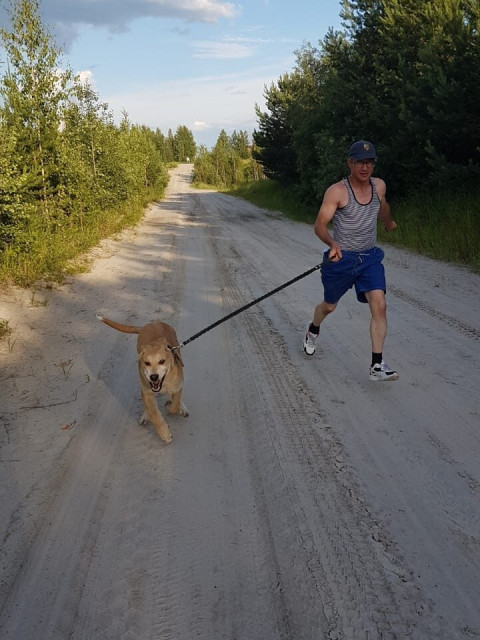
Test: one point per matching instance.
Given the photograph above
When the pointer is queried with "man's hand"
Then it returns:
(335, 252)
(390, 225)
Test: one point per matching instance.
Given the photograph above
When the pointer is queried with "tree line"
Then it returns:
(65, 166)
(229, 163)
(404, 74)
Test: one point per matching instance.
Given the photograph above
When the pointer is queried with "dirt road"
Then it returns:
(299, 501)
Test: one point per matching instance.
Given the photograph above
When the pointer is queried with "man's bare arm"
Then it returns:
(327, 210)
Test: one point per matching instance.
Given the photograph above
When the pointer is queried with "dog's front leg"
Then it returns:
(176, 406)
(153, 414)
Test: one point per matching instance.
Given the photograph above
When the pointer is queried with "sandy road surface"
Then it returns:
(298, 501)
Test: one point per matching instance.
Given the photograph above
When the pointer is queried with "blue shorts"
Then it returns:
(362, 269)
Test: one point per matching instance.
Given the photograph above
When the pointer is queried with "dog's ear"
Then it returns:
(176, 355)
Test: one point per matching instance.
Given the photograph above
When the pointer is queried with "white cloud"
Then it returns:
(205, 105)
(222, 50)
(68, 16)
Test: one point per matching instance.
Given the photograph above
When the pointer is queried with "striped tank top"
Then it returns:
(355, 224)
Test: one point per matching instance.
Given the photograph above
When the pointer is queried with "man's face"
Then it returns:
(361, 169)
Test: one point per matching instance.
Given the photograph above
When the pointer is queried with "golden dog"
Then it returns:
(161, 371)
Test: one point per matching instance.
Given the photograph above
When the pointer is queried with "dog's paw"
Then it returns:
(165, 434)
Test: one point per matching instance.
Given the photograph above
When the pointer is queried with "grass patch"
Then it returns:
(444, 226)
(269, 194)
(5, 329)
(54, 254)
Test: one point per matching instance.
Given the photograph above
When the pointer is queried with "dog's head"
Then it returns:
(155, 362)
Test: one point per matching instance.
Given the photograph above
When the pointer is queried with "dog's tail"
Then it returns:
(126, 328)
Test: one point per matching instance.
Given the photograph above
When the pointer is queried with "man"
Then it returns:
(353, 259)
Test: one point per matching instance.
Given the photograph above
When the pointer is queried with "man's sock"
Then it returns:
(377, 358)
(314, 329)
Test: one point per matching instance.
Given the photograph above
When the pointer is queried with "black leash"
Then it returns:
(247, 306)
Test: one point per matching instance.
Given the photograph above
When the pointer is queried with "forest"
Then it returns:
(69, 176)
(404, 74)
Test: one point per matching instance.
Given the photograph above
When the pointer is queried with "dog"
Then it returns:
(160, 367)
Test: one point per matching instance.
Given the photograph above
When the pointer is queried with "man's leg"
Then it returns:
(322, 310)
(378, 322)
(379, 370)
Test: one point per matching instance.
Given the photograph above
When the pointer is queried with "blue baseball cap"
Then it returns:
(362, 150)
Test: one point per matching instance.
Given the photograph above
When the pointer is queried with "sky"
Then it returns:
(203, 64)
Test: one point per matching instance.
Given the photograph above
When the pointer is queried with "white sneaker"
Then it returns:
(309, 345)
(382, 372)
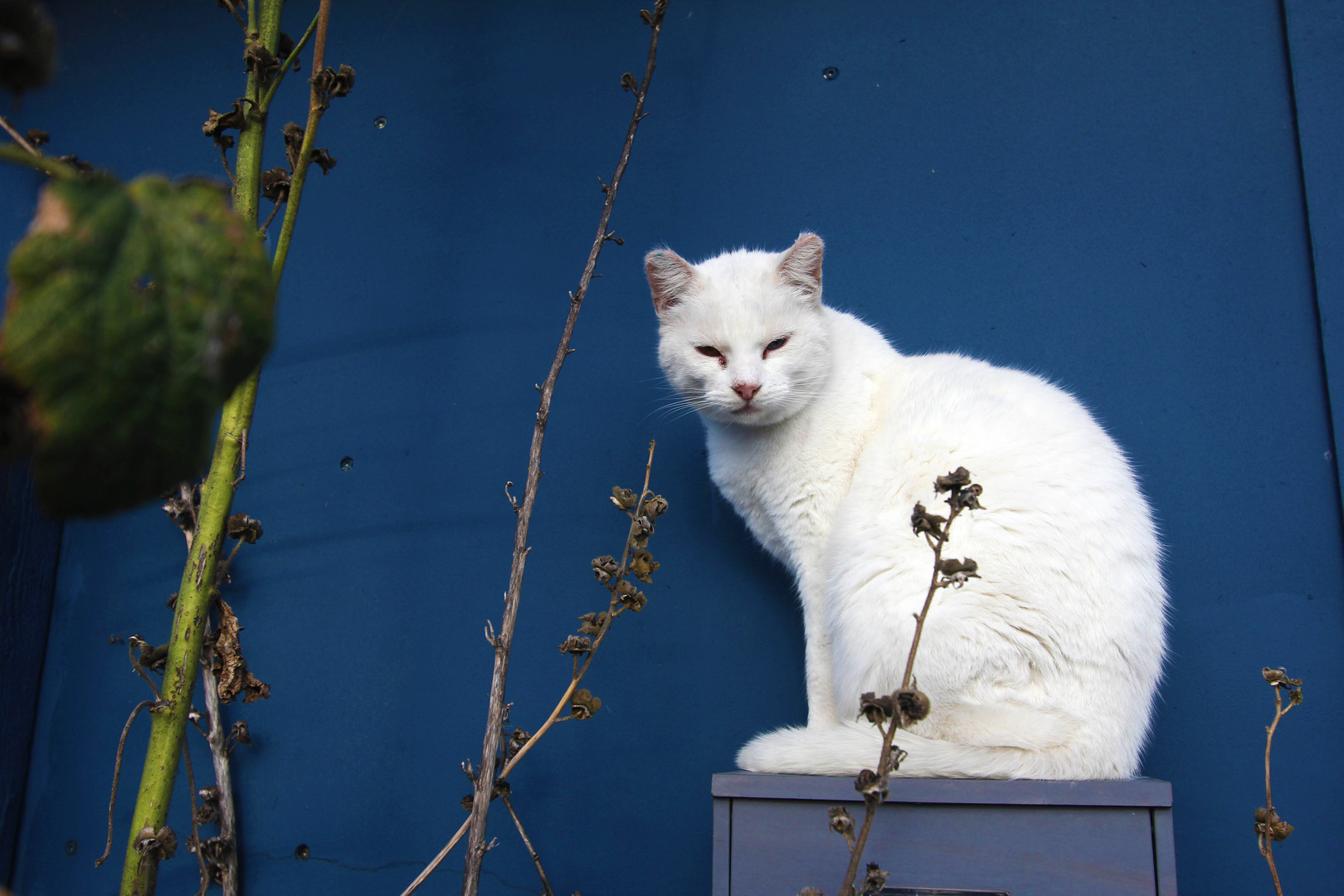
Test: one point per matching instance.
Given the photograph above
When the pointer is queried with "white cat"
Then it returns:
(823, 437)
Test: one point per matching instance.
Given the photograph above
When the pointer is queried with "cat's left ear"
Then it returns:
(801, 265)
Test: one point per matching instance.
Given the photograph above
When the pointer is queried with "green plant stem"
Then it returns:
(314, 116)
(46, 164)
(290, 61)
(197, 582)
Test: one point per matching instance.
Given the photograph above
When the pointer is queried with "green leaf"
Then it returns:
(132, 314)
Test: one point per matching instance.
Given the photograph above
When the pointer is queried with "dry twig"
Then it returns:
(503, 642)
(1269, 826)
(908, 704)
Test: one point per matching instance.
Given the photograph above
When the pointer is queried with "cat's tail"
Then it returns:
(854, 746)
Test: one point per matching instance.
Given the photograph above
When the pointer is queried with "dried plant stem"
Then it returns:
(19, 139)
(197, 582)
(35, 160)
(116, 776)
(1265, 841)
(873, 801)
(933, 589)
(503, 642)
(218, 740)
(531, 850)
(565, 698)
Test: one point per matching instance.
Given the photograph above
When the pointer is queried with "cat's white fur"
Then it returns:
(1042, 668)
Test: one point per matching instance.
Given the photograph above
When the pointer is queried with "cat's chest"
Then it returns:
(788, 483)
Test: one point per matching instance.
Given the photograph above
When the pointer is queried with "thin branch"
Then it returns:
(314, 116)
(264, 227)
(46, 164)
(195, 826)
(218, 739)
(116, 776)
(933, 590)
(531, 850)
(134, 664)
(485, 781)
(223, 160)
(290, 63)
(19, 139)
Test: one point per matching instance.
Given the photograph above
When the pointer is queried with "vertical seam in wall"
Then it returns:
(1311, 262)
(37, 712)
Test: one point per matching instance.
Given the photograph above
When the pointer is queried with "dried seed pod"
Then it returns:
(841, 821)
(583, 704)
(875, 880)
(576, 644)
(913, 704)
(604, 568)
(923, 522)
(244, 527)
(869, 783)
(644, 566)
(957, 479)
(877, 709)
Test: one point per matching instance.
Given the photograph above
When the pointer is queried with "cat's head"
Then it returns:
(743, 334)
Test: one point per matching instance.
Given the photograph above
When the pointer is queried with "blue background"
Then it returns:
(1108, 192)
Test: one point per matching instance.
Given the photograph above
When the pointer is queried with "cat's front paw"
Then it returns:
(839, 750)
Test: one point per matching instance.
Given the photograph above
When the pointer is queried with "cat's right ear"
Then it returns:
(670, 278)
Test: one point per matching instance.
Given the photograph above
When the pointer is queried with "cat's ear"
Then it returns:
(670, 278)
(801, 265)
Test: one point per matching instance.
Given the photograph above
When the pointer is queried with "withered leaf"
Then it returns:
(923, 522)
(841, 821)
(221, 121)
(593, 622)
(952, 566)
(230, 666)
(875, 709)
(605, 567)
(275, 184)
(913, 704)
(244, 527)
(583, 704)
(323, 158)
(261, 61)
(957, 479)
(869, 783)
(158, 844)
(293, 136)
(576, 644)
(644, 566)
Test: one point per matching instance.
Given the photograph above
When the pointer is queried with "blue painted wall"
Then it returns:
(1105, 192)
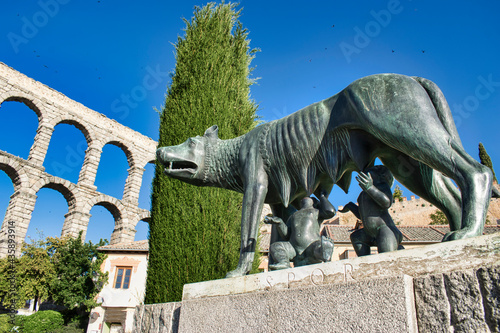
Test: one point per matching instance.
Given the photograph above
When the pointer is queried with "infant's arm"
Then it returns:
(280, 225)
(351, 206)
(382, 196)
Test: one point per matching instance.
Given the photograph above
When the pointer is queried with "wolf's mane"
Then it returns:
(299, 147)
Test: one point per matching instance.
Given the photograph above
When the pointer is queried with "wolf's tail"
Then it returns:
(441, 106)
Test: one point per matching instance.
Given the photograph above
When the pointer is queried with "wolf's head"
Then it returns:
(189, 161)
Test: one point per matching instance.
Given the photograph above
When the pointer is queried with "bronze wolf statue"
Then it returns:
(404, 121)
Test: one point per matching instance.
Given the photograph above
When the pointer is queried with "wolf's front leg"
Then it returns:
(256, 182)
(253, 201)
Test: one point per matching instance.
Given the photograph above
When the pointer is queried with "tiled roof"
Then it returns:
(264, 241)
(412, 234)
(141, 246)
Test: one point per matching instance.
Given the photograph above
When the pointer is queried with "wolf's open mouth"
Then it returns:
(181, 165)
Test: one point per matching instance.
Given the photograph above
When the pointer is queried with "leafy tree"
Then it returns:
(42, 322)
(65, 270)
(78, 276)
(397, 194)
(32, 272)
(194, 231)
(485, 159)
(438, 218)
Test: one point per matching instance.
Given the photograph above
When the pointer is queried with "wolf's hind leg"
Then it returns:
(428, 184)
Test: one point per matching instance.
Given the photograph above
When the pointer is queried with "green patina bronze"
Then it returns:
(404, 121)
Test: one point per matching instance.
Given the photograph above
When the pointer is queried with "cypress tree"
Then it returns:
(195, 231)
(485, 159)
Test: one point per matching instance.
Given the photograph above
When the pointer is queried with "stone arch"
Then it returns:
(113, 205)
(144, 216)
(86, 130)
(128, 152)
(15, 172)
(63, 186)
(31, 102)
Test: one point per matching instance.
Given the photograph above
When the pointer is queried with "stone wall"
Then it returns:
(29, 176)
(444, 287)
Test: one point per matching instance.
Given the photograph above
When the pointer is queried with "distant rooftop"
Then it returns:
(411, 234)
(141, 246)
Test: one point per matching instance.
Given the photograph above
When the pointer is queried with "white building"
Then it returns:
(127, 267)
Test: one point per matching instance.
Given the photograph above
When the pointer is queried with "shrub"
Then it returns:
(43, 322)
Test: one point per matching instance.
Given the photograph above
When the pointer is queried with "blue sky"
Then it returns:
(95, 52)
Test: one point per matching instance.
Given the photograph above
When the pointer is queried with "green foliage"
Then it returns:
(438, 218)
(43, 321)
(77, 268)
(397, 194)
(486, 160)
(65, 270)
(5, 323)
(194, 231)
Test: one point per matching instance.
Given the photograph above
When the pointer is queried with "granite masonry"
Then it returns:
(28, 175)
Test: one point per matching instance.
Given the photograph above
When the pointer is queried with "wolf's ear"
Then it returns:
(212, 132)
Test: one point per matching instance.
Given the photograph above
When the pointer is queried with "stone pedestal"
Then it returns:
(445, 287)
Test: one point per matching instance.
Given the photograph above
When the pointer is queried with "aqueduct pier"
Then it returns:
(28, 175)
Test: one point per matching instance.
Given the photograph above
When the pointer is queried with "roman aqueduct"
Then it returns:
(28, 175)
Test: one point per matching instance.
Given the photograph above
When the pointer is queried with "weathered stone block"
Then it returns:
(378, 305)
(433, 309)
(489, 281)
(464, 295)
(156, 318)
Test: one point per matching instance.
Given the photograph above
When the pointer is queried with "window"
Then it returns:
(122, 278)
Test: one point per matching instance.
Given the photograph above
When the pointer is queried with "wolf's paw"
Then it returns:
(459, 234)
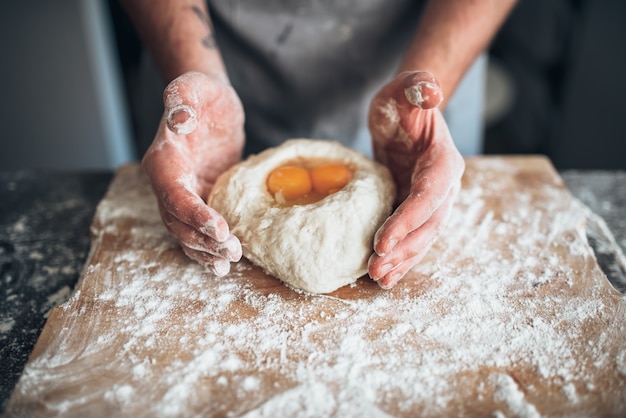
———
(Exercise description) Whenever the word "wall" turns up in a line of the listing above, copy the line.

(Exercise solution)
When the pointer is queried with "vertical seam in wall"
When the pointer is queried with "blue painted wall"
When the pointer is queried with "stone wall"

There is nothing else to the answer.